Stated exercise 1 — Translate this sentence from the post about childhood stuffed animals into Spanish: "We all have to grow up sometime, though."

Page —
┌──

I already wrote about my beloved bear, Roger, in an earlier post so I won’t drag you through that again (I can hear you saying “YAY”).
I used to have dozens of stuffed animal “friends” during my youth and each night at prayer time I would “God Bless” each and every one of those stuffed animals before falling asleep. Tedious? Sure. But those inanimate objects loved me unconditionally and were completely deserving of my prayers. They were my friends. I’ve made different friends since then – the human kind – and while I do enjoy having two-way conversations, there is something to be said for having friends who cannot talk back. I would never dread the answer to a question because I knew they would always say the “perfect thing”, which allowed me to draw my own conclusion. And, of course, they never had anything negative to say.
We all have to grow up sometime, though.

└──

Stated exercise 2 — Show each line of the records below that contains the word "sleeve".

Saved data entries
┌──

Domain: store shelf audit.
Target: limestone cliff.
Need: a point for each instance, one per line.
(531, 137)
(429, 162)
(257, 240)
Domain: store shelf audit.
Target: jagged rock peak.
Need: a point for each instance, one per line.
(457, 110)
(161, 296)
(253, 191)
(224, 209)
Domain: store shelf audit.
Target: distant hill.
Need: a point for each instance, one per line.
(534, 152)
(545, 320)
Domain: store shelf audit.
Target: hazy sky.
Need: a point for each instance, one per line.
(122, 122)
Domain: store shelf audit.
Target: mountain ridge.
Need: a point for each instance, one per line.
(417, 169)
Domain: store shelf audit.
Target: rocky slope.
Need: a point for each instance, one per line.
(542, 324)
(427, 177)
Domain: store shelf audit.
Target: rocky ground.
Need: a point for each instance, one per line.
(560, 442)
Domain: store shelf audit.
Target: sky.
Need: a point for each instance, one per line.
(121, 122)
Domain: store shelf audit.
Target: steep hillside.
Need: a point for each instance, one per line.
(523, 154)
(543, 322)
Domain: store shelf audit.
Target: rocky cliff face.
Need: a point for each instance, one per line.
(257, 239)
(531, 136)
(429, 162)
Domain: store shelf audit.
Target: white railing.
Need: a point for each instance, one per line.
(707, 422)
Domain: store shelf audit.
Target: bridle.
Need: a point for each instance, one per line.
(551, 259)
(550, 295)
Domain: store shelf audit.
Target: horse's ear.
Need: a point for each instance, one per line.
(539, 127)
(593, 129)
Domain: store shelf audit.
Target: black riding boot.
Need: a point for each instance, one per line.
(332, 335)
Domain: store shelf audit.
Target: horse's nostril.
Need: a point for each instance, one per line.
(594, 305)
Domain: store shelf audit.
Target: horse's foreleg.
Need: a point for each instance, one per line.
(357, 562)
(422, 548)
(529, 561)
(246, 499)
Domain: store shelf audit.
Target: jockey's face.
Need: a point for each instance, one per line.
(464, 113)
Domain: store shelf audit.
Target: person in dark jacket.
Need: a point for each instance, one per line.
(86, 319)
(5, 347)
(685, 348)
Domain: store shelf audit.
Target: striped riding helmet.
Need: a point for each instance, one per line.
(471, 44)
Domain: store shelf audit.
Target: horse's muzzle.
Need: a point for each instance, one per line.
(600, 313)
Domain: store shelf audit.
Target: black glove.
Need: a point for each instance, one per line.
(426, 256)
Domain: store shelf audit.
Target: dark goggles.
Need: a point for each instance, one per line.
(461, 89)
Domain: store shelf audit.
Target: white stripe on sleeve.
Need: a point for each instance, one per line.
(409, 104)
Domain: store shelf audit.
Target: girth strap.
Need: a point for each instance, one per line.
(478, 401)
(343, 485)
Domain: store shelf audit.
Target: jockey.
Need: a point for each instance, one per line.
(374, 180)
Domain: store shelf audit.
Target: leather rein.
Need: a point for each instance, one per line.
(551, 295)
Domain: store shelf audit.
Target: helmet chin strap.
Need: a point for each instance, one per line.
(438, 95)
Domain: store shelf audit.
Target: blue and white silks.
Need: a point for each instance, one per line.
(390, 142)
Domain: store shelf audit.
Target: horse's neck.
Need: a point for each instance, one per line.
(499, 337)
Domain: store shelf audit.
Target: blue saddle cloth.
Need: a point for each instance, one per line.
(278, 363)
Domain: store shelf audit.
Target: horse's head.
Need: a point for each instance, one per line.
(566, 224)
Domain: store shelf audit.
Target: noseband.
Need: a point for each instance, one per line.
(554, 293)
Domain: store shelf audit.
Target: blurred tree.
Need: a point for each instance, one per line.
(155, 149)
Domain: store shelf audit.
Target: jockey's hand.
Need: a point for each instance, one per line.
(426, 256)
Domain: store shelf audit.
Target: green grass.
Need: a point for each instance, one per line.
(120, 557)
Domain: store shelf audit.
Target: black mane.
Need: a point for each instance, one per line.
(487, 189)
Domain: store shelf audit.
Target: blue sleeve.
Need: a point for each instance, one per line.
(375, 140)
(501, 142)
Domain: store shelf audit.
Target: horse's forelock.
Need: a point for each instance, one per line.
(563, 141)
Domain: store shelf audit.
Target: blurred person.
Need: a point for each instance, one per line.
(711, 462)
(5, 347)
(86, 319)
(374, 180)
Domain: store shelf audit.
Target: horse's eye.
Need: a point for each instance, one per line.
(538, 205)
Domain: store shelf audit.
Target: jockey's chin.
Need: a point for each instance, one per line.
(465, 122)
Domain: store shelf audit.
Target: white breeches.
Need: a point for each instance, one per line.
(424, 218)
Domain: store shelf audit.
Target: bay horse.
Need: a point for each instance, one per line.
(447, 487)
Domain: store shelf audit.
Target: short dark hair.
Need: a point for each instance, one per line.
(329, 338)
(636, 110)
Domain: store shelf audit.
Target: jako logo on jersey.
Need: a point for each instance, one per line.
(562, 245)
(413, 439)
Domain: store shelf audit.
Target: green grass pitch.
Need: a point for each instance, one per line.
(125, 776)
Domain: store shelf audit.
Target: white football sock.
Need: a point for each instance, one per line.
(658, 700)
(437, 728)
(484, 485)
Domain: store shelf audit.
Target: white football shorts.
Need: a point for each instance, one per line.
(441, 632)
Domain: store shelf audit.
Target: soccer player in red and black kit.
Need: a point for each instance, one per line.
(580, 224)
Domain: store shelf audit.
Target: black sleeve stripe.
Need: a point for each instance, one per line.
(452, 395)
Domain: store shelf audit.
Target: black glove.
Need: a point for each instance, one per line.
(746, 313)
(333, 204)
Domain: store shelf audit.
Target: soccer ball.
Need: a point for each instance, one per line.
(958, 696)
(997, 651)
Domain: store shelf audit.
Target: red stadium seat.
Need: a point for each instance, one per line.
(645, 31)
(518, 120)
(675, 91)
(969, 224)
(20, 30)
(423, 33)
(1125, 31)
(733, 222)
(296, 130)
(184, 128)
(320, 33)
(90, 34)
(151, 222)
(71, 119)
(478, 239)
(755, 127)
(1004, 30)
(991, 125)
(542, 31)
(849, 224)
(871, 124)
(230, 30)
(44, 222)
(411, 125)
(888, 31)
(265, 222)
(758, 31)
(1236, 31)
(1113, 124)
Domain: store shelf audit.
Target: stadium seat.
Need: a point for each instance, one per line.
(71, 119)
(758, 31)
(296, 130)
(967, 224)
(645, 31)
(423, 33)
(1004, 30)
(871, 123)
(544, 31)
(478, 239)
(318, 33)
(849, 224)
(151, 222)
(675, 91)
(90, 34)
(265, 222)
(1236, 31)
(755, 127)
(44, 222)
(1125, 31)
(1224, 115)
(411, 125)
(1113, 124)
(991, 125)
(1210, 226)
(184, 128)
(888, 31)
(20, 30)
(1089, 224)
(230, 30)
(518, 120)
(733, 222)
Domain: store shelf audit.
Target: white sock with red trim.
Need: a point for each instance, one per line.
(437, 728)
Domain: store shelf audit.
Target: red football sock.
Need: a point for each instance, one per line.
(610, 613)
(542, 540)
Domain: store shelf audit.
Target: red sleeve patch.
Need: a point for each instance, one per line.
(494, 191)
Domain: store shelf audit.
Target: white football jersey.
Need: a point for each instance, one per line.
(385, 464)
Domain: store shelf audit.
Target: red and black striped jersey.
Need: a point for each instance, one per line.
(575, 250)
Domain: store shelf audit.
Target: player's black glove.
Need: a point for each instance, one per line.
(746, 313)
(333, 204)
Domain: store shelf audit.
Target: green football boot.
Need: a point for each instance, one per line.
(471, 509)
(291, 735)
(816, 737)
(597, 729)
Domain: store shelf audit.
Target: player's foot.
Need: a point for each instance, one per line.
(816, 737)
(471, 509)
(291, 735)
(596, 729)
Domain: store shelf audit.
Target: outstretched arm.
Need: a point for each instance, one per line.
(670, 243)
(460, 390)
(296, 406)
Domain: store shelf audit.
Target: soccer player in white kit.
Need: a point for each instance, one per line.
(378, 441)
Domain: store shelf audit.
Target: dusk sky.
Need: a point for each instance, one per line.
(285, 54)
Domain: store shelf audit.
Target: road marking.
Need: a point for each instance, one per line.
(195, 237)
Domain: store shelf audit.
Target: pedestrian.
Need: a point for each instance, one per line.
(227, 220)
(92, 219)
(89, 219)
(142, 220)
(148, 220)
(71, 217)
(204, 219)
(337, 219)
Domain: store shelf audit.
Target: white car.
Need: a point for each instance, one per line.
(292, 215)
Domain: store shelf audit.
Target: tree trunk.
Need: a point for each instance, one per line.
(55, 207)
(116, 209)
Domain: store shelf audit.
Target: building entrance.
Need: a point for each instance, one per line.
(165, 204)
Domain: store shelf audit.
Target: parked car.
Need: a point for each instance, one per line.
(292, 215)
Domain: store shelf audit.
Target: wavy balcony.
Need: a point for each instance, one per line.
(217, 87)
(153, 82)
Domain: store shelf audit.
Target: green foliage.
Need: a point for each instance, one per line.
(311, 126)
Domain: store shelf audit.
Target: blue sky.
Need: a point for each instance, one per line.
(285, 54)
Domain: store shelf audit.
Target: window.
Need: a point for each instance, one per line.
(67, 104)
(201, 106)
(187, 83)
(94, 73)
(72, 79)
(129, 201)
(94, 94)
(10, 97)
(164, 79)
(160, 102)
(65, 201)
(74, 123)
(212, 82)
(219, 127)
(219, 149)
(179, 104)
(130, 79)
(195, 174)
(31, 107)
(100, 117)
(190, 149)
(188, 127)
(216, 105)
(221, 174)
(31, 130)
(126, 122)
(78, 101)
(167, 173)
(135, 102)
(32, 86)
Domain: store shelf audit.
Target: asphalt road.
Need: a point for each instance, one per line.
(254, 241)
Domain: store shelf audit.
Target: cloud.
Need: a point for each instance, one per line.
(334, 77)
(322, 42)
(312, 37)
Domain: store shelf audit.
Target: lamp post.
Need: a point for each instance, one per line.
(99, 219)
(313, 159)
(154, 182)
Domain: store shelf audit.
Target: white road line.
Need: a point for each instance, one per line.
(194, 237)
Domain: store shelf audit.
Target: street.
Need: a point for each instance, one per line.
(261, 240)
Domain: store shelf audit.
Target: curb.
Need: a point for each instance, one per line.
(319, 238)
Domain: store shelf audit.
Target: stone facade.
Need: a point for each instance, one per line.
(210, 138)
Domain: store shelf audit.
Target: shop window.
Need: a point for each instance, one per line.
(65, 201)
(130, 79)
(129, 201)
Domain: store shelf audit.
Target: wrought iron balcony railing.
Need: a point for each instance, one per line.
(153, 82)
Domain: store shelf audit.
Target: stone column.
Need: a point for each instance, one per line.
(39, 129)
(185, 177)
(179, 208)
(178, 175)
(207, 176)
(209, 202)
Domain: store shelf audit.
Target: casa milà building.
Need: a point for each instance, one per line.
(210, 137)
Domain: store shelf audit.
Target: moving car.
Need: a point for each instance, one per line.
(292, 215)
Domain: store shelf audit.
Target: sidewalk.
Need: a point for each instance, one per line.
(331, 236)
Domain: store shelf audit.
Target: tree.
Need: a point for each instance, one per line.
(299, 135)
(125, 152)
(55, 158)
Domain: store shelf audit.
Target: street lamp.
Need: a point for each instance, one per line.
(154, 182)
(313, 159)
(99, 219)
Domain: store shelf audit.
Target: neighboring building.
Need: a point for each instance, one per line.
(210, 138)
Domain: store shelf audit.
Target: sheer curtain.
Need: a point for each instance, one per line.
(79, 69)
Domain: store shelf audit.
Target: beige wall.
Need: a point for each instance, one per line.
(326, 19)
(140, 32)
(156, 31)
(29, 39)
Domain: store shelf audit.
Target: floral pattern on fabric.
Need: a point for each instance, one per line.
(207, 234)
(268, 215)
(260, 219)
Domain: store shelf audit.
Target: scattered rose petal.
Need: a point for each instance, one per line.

└──

Written solution 1 — Sin embargo, todos tenemos que crecer algún día.

Written solution 2 —
Target: white stripe on sleeve.
Target: blue sleeve.
Target: black sleeve stripe.
Target: red sleeve patch.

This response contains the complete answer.